■ **Aim**
Starting with the line that contains "the wood paneling;" and running through the last line of the data, recast each line as a string in a JSON list, with blank lines left out.

----- Items

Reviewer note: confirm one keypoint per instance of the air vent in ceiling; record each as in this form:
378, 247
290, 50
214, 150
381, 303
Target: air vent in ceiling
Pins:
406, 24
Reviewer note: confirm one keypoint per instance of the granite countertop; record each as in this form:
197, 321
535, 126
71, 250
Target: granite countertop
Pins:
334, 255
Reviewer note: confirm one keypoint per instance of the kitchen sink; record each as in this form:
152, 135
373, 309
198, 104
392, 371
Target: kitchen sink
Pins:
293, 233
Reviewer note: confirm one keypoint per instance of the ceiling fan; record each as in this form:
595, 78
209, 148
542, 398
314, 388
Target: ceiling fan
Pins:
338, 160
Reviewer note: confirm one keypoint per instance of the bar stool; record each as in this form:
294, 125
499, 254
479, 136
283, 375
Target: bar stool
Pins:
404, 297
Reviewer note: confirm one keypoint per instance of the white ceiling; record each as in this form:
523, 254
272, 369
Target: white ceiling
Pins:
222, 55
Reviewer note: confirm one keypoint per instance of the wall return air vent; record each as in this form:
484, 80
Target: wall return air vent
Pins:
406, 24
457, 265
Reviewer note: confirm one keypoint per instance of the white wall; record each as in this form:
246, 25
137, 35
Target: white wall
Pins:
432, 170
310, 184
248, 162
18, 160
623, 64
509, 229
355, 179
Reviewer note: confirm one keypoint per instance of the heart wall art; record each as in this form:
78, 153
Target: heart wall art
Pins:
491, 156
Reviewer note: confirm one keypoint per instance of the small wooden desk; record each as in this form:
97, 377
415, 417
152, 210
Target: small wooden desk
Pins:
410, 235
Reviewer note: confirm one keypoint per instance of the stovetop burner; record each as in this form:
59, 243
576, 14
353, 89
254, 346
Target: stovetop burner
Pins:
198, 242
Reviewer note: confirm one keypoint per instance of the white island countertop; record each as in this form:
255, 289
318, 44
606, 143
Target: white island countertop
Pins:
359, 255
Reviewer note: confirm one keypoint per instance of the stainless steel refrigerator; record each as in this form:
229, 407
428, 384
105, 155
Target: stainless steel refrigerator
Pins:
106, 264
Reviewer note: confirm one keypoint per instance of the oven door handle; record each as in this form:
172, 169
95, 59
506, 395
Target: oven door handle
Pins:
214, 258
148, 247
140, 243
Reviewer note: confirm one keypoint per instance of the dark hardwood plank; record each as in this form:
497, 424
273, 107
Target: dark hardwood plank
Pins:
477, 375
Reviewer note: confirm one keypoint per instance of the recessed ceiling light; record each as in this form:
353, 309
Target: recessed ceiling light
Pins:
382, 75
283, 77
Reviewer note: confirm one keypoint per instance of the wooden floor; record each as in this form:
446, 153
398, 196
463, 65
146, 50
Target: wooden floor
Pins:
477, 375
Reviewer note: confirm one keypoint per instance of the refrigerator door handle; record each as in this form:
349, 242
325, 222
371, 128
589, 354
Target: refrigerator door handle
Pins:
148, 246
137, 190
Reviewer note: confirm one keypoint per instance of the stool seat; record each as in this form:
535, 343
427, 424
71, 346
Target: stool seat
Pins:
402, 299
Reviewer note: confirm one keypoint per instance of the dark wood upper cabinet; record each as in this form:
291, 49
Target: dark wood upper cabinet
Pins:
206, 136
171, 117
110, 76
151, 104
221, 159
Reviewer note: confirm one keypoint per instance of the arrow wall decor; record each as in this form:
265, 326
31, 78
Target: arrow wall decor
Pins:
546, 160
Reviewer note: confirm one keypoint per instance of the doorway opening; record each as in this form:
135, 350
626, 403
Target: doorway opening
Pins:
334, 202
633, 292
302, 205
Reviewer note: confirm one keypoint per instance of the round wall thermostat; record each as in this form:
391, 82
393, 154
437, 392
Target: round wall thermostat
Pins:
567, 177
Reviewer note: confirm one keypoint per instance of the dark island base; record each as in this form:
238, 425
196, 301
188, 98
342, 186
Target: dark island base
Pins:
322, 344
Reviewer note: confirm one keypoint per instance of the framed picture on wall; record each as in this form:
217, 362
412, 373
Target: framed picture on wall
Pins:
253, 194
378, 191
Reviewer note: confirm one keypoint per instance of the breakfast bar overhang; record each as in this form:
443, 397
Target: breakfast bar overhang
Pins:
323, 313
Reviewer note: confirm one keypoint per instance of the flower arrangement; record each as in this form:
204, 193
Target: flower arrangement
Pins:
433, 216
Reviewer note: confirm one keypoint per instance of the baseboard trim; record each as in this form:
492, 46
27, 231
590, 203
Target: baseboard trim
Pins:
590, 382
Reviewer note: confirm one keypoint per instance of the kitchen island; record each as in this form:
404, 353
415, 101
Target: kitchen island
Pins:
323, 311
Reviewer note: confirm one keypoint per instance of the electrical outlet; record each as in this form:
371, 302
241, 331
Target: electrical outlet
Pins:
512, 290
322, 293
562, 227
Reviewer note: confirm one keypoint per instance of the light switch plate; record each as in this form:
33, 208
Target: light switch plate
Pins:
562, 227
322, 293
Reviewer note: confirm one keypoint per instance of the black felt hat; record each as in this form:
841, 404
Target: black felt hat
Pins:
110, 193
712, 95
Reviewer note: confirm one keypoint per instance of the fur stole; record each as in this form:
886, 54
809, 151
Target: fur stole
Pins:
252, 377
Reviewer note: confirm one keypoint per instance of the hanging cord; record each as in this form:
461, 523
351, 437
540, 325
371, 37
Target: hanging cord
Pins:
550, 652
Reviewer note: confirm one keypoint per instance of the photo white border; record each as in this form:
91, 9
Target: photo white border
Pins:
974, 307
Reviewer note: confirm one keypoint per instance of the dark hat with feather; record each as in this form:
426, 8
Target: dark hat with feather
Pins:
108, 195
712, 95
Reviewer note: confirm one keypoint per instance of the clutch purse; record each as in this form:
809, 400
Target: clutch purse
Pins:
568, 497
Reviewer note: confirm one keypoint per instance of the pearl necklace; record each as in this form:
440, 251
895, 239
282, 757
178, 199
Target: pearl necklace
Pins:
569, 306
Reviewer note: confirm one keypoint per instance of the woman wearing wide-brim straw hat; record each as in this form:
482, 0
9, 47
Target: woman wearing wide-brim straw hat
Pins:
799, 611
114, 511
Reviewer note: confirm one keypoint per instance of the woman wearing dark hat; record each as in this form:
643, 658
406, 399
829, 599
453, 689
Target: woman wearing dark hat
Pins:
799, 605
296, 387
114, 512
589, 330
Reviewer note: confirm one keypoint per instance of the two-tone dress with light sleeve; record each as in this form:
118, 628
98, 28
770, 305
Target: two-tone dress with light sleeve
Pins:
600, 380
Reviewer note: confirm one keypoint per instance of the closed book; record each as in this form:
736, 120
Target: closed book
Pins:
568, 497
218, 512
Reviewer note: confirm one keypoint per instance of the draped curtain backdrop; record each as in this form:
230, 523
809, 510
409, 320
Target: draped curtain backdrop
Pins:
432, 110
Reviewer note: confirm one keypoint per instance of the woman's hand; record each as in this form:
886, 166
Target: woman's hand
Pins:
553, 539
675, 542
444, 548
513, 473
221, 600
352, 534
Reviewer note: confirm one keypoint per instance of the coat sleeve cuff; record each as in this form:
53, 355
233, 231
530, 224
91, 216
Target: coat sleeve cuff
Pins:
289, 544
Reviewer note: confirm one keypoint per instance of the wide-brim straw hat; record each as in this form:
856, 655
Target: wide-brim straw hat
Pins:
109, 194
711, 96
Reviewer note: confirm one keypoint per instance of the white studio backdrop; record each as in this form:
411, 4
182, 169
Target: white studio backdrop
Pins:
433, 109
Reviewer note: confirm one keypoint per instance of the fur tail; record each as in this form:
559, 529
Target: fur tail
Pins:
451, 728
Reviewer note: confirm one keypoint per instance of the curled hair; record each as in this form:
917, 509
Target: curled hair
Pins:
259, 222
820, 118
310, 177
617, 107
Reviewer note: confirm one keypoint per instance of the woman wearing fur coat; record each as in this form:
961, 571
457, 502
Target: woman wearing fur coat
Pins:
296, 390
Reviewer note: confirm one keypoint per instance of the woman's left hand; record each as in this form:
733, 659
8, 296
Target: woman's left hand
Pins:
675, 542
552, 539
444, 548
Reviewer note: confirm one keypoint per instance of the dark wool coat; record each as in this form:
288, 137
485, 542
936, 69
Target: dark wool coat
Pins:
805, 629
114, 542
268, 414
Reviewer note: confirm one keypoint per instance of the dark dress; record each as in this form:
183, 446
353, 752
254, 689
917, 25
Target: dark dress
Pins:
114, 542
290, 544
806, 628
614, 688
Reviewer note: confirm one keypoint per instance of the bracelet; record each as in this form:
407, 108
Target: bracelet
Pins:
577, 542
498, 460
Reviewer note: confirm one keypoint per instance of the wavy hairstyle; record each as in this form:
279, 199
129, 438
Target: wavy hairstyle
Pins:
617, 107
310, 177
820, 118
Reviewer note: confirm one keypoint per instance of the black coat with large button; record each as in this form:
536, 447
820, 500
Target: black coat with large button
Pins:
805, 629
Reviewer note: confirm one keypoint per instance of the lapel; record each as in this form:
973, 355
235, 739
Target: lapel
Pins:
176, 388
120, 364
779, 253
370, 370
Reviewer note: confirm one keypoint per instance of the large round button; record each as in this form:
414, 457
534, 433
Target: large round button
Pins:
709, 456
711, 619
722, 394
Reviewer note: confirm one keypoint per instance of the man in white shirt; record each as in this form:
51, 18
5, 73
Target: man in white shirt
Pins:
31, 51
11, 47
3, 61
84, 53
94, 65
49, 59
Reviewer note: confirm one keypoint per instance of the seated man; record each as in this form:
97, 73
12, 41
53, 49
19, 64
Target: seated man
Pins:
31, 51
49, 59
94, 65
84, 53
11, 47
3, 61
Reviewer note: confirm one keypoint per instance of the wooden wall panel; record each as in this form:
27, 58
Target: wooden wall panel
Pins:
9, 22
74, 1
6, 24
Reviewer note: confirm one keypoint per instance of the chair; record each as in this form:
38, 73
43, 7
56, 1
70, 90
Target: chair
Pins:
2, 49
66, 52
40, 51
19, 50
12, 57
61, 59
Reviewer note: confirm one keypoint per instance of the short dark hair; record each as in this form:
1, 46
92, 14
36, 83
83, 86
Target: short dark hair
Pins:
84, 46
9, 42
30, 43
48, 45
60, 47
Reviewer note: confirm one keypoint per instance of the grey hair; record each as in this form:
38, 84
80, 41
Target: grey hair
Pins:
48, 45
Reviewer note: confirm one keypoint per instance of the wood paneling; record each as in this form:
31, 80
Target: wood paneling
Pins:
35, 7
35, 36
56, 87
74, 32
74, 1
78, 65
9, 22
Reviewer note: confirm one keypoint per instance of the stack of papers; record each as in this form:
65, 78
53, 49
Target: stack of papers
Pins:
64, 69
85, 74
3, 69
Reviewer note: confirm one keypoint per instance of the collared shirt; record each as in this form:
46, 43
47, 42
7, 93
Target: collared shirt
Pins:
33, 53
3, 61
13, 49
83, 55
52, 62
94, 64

----------

■ **The solution**
[
  "Reviewer note: confirm one keypoint per instance of the wood paneling; record each as in this form:",
  "31, 80",
  "Target: wood paneling",
  "Pins:",
  "35, 7",
  "35, 36",
  "56, 87",
  "74, 32",
  "74, 1",
  "78, 65",
  "9, 22",
  "Reviewer note: confirm one keypoint per instance of the stack of papers; record each as in this form:",
  "65, 78",
  "53, 49",
  "Target: stack of papers",
  "Pins:",
  "64, 69",
  "85, 74",
  "3, 69",
  "Reviewer note: confirm one keypoint per instance of the collared shirt; record each as in this form:",
  "46, 43",
  "47, 42",
  "7, 93",
  "Target: collared shirt",
  "Pins:",
  "33, 53",
  "3, 61",
  "13, 49",
  "83, 55",
  "52, 62",
  "94, 64"
]